*** DATA SECTION ***

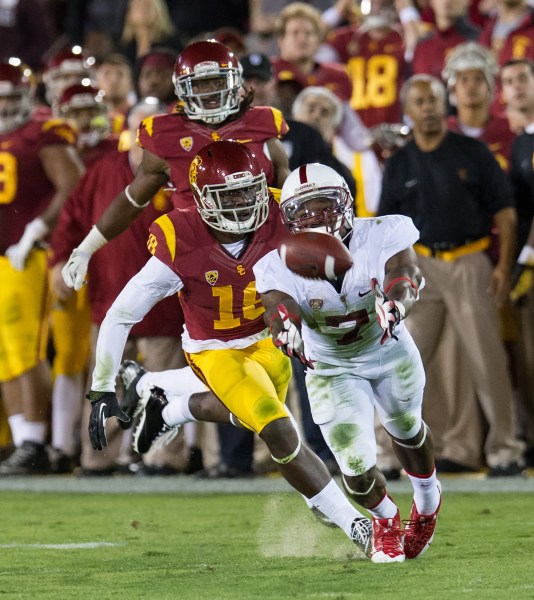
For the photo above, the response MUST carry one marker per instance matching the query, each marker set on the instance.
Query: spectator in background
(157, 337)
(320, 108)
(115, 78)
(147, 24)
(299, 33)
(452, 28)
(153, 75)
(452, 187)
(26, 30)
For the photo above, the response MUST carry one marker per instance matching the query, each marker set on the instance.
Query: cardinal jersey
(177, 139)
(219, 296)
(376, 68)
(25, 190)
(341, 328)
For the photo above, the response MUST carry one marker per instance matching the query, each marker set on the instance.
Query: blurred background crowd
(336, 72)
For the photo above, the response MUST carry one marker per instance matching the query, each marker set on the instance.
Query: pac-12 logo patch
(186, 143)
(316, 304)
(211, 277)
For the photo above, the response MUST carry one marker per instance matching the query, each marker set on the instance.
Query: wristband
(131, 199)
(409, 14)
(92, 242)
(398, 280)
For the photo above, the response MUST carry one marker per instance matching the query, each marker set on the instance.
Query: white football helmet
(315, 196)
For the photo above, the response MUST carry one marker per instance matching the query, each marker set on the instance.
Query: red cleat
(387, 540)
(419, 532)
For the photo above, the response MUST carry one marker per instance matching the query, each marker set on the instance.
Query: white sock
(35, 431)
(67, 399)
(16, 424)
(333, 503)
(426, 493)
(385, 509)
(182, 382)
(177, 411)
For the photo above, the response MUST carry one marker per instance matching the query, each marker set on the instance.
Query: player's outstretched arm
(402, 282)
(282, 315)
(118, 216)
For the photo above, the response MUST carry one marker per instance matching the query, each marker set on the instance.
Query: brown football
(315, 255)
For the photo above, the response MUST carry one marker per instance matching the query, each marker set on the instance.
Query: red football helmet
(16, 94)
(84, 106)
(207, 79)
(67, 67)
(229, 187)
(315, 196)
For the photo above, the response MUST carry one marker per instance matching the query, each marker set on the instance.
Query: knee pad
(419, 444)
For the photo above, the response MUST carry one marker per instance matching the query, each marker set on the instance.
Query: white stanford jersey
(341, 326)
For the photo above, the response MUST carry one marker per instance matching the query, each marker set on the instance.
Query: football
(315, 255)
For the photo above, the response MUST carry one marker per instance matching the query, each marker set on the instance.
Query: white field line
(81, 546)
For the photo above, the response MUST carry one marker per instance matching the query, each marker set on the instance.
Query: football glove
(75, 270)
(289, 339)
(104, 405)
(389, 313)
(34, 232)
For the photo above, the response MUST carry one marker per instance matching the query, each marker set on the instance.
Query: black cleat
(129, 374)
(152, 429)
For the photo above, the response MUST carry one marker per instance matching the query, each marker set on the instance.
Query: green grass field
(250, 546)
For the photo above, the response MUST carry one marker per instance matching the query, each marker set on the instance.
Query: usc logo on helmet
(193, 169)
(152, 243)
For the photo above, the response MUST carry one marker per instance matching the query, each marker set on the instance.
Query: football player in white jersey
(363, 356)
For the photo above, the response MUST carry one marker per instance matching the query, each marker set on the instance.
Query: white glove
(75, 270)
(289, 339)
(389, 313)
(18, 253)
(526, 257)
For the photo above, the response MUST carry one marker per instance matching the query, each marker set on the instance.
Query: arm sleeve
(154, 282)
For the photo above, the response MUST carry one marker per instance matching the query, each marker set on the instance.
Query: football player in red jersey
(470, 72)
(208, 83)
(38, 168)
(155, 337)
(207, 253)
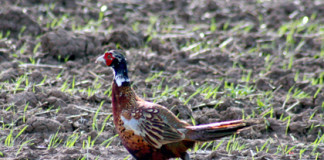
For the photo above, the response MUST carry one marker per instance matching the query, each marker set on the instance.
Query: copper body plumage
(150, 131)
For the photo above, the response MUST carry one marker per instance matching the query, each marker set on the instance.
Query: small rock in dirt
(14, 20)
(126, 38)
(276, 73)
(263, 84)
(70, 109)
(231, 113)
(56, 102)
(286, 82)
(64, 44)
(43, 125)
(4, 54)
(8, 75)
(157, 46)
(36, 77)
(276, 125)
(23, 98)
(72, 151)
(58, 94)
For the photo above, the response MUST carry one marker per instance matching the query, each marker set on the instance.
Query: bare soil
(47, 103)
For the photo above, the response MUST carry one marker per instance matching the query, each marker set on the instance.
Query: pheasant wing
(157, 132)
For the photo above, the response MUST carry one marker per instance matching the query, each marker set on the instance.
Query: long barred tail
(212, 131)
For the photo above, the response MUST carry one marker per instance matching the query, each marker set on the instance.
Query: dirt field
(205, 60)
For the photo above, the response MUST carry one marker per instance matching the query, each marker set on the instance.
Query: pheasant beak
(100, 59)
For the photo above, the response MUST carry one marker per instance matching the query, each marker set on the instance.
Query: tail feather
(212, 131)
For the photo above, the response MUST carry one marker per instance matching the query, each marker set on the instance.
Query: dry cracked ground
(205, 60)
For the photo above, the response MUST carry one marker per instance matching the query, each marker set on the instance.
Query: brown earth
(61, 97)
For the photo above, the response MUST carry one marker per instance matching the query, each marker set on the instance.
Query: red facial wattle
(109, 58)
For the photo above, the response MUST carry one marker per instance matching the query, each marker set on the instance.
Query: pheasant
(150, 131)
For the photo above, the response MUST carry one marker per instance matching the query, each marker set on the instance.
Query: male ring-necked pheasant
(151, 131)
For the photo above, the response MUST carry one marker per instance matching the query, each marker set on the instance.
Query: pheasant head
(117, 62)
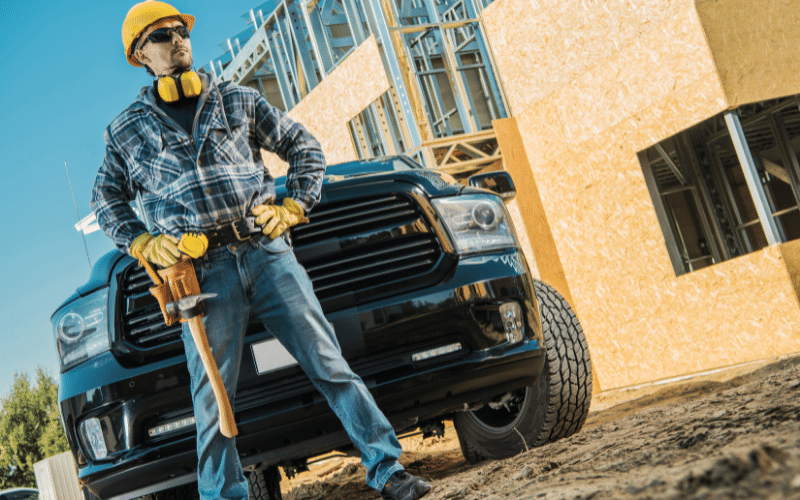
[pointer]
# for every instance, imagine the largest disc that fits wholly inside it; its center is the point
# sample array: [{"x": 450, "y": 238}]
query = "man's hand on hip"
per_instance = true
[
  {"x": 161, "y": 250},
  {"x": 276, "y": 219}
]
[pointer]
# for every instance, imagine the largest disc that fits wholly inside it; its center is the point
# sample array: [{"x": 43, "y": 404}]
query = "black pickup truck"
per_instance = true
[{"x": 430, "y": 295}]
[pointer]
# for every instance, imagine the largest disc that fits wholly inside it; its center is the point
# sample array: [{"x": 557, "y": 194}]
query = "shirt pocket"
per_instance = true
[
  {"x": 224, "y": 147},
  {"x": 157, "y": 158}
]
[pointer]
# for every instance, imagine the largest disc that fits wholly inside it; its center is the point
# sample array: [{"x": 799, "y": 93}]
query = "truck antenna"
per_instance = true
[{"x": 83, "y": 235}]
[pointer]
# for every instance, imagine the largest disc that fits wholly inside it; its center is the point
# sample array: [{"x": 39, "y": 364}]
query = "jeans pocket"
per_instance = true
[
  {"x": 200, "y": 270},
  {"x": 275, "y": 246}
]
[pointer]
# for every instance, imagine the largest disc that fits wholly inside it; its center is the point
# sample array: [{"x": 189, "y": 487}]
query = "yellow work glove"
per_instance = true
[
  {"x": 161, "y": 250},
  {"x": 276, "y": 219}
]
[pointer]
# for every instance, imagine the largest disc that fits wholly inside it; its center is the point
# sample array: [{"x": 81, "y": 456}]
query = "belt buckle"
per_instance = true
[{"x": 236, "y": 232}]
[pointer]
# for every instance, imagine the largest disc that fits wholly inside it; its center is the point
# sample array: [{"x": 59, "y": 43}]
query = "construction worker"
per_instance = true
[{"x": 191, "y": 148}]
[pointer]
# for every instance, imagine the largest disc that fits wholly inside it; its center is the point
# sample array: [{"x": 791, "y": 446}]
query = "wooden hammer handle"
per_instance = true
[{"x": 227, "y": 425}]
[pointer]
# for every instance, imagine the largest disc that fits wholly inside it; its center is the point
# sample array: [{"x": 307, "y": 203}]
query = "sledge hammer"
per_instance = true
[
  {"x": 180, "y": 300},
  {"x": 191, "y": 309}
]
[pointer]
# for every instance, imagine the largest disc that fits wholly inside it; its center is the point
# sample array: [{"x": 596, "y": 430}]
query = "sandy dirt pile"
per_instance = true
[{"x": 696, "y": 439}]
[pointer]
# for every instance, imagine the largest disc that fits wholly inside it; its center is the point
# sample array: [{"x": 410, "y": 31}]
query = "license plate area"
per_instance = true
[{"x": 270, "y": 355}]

***
*** DATA SECTION ***

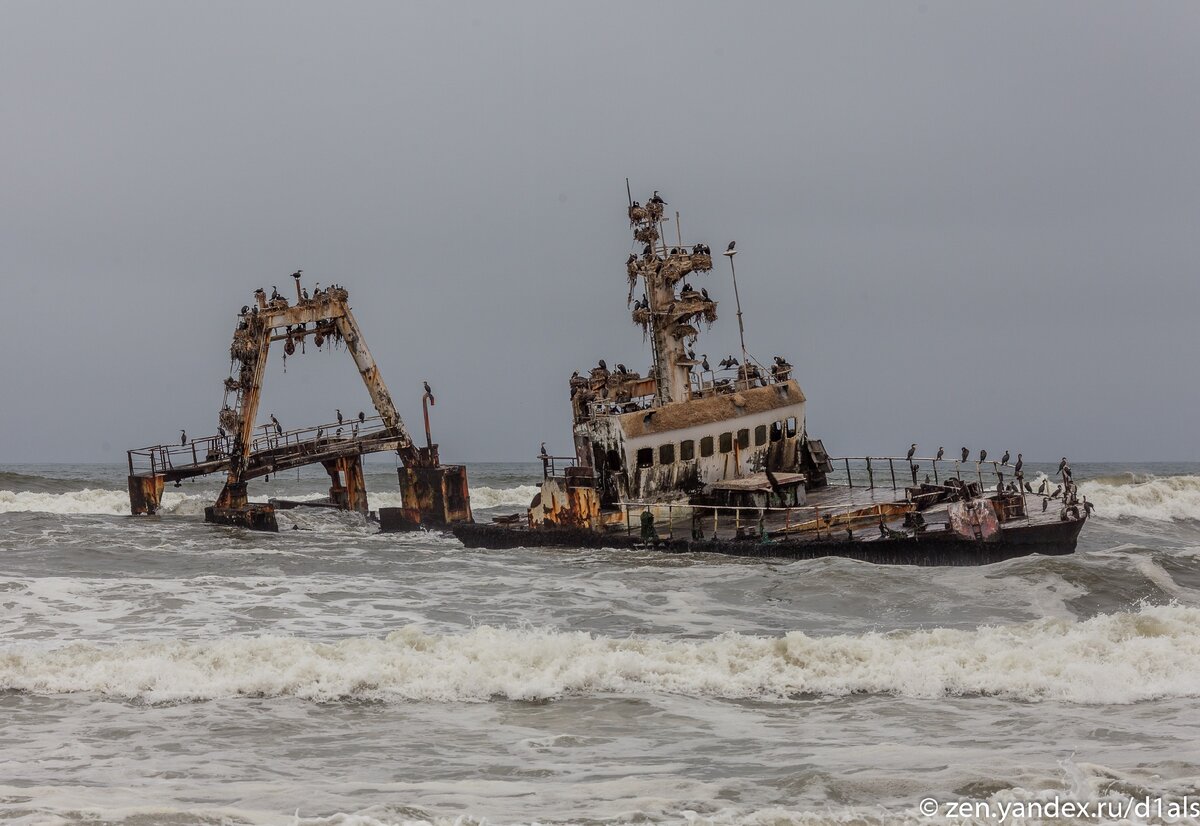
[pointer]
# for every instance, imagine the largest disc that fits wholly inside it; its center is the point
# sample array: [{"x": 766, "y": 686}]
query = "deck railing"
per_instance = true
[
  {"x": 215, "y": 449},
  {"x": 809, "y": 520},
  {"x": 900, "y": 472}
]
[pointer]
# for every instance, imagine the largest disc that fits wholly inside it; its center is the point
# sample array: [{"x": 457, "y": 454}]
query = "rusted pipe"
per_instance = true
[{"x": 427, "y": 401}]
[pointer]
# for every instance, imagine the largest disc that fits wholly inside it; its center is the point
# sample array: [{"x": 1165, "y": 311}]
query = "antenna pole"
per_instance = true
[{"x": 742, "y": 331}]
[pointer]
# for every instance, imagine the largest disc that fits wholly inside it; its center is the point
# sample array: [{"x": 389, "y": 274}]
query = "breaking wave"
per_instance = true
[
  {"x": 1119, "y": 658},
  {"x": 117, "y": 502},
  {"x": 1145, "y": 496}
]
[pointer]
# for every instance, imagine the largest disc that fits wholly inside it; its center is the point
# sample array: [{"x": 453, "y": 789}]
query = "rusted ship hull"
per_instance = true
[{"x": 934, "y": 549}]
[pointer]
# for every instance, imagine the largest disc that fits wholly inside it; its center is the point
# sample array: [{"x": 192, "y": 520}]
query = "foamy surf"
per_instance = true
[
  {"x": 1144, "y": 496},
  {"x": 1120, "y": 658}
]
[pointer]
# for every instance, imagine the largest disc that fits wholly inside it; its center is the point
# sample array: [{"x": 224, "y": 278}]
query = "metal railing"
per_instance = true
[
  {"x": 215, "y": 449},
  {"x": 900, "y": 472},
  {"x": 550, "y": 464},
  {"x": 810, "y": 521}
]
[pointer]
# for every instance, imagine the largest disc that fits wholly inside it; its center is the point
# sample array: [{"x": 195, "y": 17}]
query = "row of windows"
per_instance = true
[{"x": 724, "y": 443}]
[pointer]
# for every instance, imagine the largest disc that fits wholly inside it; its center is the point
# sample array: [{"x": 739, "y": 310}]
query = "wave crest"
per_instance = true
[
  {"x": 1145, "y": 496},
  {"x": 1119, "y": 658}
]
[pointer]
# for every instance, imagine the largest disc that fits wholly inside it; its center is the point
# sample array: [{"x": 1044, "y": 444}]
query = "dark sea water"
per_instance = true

***
*** DATA SECTION ***

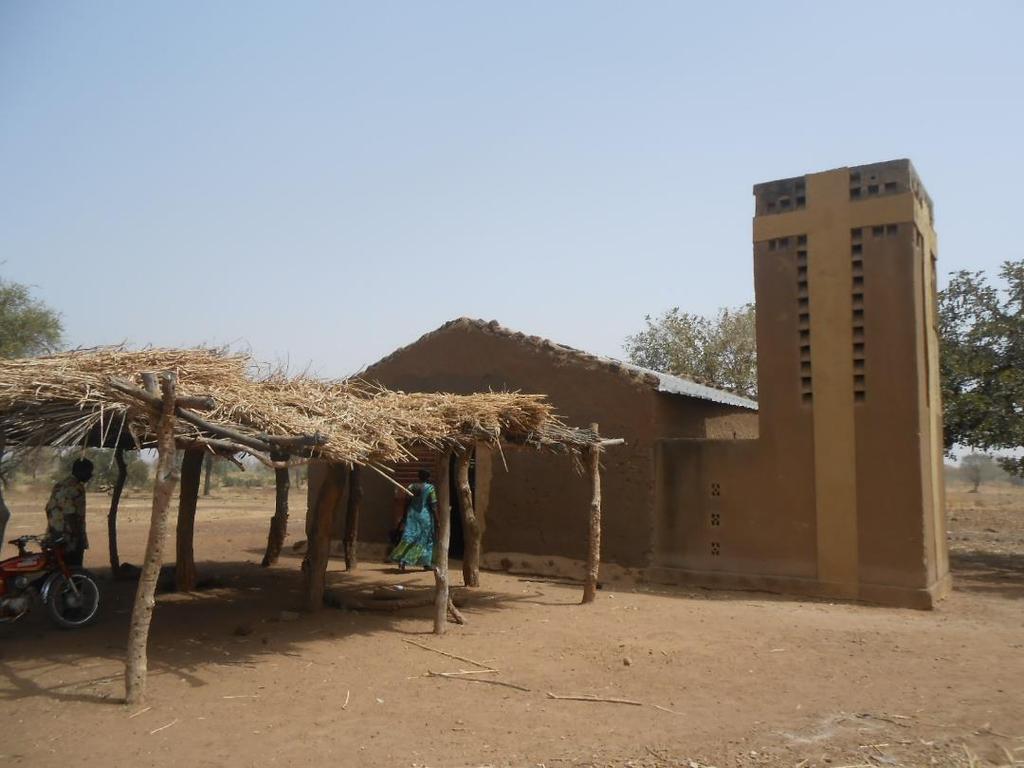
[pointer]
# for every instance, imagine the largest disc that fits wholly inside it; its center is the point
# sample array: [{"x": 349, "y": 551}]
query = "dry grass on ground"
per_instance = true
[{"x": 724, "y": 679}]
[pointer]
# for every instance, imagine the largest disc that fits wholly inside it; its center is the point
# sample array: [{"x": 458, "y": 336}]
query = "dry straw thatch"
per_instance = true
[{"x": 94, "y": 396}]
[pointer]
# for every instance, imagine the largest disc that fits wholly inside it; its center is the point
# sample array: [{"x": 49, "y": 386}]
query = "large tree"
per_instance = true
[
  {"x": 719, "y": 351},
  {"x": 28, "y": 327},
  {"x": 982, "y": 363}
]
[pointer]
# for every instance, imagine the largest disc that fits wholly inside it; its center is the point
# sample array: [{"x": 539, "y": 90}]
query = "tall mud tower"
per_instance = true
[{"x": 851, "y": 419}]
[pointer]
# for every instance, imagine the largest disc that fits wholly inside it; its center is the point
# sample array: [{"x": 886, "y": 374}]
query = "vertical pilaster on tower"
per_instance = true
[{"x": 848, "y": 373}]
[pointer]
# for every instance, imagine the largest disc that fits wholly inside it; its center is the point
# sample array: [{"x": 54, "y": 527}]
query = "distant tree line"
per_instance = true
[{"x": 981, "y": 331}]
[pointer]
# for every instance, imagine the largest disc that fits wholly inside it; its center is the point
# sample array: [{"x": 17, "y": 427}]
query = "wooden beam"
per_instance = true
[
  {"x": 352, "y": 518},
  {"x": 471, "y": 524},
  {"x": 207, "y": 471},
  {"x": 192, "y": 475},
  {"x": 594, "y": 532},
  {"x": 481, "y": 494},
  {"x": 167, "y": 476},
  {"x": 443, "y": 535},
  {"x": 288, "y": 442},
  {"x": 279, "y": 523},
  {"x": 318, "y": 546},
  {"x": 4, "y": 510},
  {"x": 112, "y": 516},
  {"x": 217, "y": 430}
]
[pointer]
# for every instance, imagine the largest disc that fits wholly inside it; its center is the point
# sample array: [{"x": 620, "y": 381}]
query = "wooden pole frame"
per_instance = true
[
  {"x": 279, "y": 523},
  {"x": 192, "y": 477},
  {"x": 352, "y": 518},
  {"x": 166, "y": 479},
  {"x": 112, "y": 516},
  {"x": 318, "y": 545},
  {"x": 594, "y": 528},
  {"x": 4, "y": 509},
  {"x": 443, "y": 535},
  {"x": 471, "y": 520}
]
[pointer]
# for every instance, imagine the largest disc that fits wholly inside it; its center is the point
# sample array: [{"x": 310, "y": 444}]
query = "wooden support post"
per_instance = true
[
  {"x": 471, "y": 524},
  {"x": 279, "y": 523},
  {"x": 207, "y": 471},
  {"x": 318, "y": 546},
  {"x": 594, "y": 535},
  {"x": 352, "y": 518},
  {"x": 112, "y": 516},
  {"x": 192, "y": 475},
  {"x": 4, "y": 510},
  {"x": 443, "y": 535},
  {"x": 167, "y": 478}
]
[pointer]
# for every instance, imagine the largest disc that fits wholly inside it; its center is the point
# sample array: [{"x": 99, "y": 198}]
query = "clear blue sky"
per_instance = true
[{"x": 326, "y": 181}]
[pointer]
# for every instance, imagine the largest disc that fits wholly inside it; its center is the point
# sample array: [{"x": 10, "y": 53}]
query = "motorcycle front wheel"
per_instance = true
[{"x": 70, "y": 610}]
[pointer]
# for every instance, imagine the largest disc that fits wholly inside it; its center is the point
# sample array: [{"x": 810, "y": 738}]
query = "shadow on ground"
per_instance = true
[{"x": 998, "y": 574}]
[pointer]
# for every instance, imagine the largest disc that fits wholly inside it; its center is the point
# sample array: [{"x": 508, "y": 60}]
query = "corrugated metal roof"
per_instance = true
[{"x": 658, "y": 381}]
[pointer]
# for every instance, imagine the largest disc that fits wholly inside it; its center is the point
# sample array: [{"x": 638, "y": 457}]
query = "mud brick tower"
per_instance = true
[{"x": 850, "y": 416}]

***

TASK GOAL »
Gather every line of the material above that contains the word "rusted", treating uppercase and lowercase as different.

COMPLETED EXERCISE »
query = "rusted pipe"
query = "rusted ship hull"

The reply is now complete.